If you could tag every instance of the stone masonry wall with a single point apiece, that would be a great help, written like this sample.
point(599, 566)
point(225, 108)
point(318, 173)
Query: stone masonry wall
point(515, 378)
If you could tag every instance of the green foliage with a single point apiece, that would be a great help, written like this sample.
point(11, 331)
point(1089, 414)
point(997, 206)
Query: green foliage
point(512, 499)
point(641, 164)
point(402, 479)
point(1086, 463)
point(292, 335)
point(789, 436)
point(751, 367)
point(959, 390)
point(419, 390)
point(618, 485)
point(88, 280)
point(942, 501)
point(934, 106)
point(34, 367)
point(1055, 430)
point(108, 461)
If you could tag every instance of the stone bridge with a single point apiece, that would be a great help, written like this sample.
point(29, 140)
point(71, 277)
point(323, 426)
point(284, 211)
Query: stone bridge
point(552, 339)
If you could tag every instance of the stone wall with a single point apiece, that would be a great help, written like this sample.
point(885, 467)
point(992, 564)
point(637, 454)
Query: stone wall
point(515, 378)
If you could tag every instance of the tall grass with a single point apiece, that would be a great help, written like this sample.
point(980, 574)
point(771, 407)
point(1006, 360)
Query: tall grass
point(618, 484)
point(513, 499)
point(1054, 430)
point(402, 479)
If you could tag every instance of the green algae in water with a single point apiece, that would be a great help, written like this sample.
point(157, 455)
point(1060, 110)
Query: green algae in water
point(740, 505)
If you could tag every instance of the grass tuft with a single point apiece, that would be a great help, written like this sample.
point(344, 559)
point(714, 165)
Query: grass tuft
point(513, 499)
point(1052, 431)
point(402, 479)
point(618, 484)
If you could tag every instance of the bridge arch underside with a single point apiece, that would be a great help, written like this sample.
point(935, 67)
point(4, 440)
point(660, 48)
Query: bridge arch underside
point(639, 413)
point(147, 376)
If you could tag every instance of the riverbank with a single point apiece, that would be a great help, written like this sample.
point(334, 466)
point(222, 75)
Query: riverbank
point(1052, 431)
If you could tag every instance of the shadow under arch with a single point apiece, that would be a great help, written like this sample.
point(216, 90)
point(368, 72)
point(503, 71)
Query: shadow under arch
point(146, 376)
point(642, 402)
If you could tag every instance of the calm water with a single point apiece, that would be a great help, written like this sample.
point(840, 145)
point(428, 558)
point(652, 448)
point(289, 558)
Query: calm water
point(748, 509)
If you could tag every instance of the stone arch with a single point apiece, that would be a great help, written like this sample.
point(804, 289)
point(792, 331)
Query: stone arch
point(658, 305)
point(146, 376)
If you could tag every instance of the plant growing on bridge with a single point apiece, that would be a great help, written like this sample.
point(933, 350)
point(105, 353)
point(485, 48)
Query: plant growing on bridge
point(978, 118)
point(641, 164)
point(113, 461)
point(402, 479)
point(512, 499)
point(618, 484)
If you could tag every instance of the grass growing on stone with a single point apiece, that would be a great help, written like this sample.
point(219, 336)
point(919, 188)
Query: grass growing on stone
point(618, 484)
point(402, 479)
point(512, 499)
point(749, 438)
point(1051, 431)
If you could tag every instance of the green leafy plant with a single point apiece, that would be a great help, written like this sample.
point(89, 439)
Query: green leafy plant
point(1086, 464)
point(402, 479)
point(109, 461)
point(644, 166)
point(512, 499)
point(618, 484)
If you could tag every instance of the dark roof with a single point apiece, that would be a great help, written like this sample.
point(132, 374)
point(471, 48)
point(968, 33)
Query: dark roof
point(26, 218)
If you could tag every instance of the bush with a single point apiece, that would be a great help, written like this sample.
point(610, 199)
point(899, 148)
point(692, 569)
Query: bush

::::::

Rescale the lines between the line containing "If you could tag every instance of the stone wall" and the line containing "point(147, 376)", inclusive, and give all of them again. Leave the requests and their sample points unchanged, and multiply every point coordinate in the answers by 2.55, rounding to the nearest whole number with halves rounded up.

Answer for the task:
If you could tag every instance of the stone wall with a single point apiece, that would be a great help, written like this sample.
point(885, 467)
point(992, 564)
point(637, 454)
Query: stone wall
point(1313, 964)
If you could tag every instance of the tall grass with a single point apiece, that would be a great help, written like this sample.
point(980, 574)
point(771, 407)
point(1006, 360)
Query: tall grass
point(1576, 1234)
point(1308, 1272)
point(2688, 1097)
point(1025, 1221)
If you could tag every instance of the green algae in water with a single point apiece, that would be a great help, written like this sample.
point(157, 455)
point(1060, 110)
Query: green algae in water
point(1887, 1288)
If you could tag every instance of the grass tuft with a single point apiece, that would be a great help, written like this sample.
point(344, 559)
point(714, 165)
Query: grass tuft
point(1308, 1272)
point(2683, 1099)
point(1025, 1221)
point(1576, 1234)
If you could tag every instance of the bridge arch underside with a single point apiece, that would be a great help, written like this sample.
point(935, 67)
point(4, 440)
point(660, 48)
Query: bridge arch underside
point(1629, 1053)
point(375, 959)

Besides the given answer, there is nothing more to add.